>>>>

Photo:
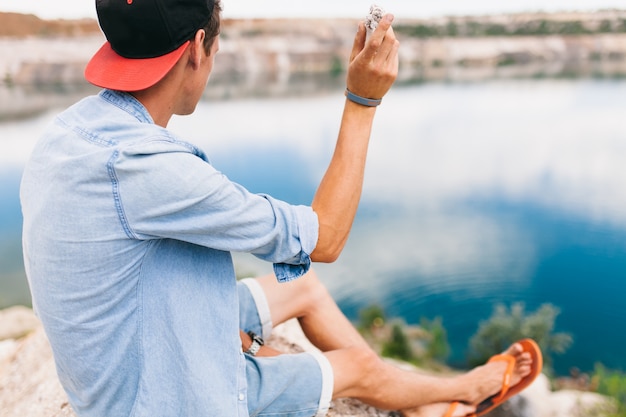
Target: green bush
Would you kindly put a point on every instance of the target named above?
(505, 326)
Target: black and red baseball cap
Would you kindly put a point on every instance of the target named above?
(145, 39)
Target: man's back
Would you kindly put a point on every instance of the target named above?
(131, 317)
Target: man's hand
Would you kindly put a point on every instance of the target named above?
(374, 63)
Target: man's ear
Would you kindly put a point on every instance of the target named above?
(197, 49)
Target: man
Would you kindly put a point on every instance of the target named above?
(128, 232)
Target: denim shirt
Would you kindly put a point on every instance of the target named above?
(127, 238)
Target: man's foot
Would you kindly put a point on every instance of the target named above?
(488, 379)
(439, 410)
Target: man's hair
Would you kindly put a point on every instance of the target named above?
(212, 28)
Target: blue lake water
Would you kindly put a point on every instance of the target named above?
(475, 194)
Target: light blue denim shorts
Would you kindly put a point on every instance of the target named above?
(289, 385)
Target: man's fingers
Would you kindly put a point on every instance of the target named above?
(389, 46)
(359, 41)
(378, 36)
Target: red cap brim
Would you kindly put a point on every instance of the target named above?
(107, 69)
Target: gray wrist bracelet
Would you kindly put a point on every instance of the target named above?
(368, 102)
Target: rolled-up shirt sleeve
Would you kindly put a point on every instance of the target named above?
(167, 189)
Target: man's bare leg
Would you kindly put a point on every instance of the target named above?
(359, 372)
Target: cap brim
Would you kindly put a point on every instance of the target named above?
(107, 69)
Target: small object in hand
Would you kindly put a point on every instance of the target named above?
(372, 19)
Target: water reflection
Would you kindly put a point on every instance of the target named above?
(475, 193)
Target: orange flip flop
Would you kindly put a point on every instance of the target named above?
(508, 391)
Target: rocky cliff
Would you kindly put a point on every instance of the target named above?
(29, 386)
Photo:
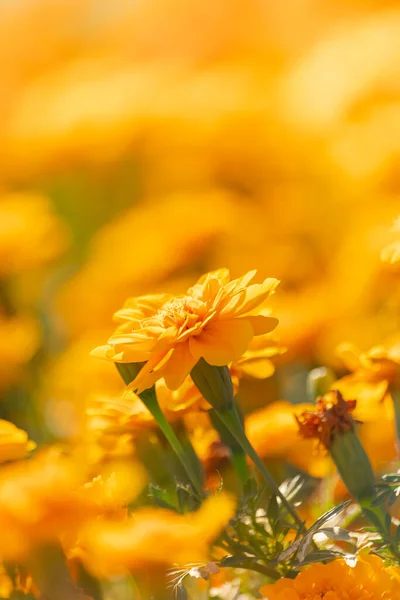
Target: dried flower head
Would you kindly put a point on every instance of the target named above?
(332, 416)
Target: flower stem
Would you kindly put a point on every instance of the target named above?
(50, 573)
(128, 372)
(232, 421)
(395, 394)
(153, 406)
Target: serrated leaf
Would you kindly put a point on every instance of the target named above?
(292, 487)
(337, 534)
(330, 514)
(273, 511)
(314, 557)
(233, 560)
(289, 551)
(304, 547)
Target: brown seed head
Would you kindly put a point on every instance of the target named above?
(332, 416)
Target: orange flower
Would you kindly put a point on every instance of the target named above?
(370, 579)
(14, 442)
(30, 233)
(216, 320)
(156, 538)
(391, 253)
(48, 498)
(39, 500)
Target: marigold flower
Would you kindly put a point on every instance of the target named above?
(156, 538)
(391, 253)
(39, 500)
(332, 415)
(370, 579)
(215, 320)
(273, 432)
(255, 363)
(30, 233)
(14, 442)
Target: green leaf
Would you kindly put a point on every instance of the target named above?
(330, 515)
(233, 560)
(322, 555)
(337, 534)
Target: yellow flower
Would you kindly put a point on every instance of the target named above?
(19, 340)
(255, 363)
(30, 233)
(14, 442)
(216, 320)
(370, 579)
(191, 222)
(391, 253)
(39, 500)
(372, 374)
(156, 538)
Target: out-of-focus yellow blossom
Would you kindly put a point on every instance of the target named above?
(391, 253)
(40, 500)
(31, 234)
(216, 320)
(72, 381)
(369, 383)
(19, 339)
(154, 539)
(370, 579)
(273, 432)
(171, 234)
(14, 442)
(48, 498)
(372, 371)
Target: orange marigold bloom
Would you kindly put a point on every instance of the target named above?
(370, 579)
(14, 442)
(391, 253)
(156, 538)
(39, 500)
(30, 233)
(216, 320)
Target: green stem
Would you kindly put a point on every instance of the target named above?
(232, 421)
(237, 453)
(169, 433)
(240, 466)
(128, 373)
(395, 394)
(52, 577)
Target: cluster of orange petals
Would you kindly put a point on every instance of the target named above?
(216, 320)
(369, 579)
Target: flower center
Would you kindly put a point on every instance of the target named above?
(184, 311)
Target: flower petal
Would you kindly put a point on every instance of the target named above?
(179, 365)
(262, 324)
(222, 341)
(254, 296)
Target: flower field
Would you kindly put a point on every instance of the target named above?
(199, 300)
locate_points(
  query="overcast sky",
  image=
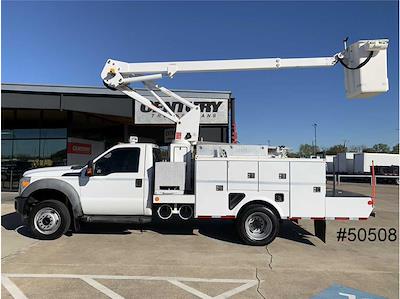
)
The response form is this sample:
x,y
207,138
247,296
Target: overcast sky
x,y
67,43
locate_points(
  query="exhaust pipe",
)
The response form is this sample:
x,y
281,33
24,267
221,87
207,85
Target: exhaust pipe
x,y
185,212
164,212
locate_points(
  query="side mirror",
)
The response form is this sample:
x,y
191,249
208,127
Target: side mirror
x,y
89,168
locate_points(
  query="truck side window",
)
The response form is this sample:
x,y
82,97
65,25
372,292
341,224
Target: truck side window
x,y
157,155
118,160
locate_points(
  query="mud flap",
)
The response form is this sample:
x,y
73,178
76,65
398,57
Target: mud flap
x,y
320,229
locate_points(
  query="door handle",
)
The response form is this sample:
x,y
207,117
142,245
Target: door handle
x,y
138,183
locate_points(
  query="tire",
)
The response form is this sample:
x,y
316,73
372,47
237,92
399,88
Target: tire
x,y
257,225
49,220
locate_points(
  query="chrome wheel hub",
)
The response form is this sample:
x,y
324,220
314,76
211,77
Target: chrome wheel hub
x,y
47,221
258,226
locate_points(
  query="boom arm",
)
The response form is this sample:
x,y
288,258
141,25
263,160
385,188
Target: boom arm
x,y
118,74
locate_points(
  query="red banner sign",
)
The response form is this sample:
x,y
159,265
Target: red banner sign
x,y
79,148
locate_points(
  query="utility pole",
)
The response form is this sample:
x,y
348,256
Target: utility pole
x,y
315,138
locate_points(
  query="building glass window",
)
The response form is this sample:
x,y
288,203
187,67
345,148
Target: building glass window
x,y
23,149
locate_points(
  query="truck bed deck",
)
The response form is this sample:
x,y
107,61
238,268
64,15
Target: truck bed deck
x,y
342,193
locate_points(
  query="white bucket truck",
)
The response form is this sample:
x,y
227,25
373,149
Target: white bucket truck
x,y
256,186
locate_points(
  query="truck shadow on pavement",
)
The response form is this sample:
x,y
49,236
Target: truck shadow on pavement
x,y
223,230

<<<<
>>>>

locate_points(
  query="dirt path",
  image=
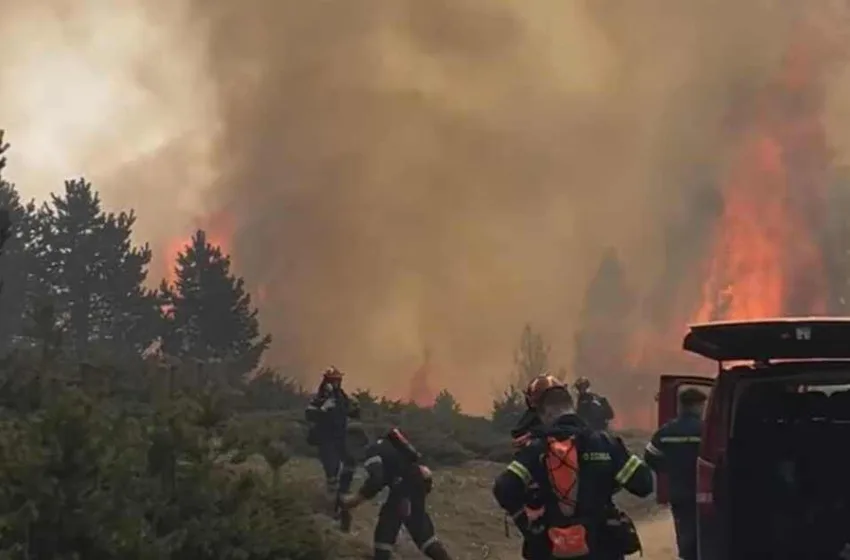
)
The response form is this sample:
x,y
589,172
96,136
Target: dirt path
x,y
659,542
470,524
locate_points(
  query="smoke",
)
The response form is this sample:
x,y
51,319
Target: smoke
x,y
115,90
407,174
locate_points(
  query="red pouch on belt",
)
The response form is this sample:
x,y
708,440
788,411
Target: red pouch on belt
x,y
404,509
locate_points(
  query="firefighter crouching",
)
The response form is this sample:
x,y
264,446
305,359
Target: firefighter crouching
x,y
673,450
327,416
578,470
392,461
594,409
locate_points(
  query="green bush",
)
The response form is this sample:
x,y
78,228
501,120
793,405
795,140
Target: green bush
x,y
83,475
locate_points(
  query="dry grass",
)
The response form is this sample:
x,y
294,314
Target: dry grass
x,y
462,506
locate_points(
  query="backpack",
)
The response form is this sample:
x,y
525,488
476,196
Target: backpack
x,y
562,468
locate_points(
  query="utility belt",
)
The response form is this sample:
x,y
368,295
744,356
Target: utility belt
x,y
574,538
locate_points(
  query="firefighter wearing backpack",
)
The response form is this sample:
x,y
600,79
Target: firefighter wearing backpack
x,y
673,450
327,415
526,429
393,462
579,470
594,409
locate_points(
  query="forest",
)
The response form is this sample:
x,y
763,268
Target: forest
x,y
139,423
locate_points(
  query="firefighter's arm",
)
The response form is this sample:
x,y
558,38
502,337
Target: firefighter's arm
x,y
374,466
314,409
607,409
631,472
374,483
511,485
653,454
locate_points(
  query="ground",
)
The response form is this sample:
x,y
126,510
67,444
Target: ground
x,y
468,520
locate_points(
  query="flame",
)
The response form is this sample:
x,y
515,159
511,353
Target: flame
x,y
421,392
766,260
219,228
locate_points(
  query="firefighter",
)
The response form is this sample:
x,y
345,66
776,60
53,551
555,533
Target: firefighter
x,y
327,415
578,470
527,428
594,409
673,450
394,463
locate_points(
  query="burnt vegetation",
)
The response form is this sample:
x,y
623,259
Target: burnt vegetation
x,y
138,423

<<<<

Scan the entries for the word "leaf". Report each line that has it.

▸ **ANSWER TO THIS TASK**:
Target: serrated leaf
Target: green leaf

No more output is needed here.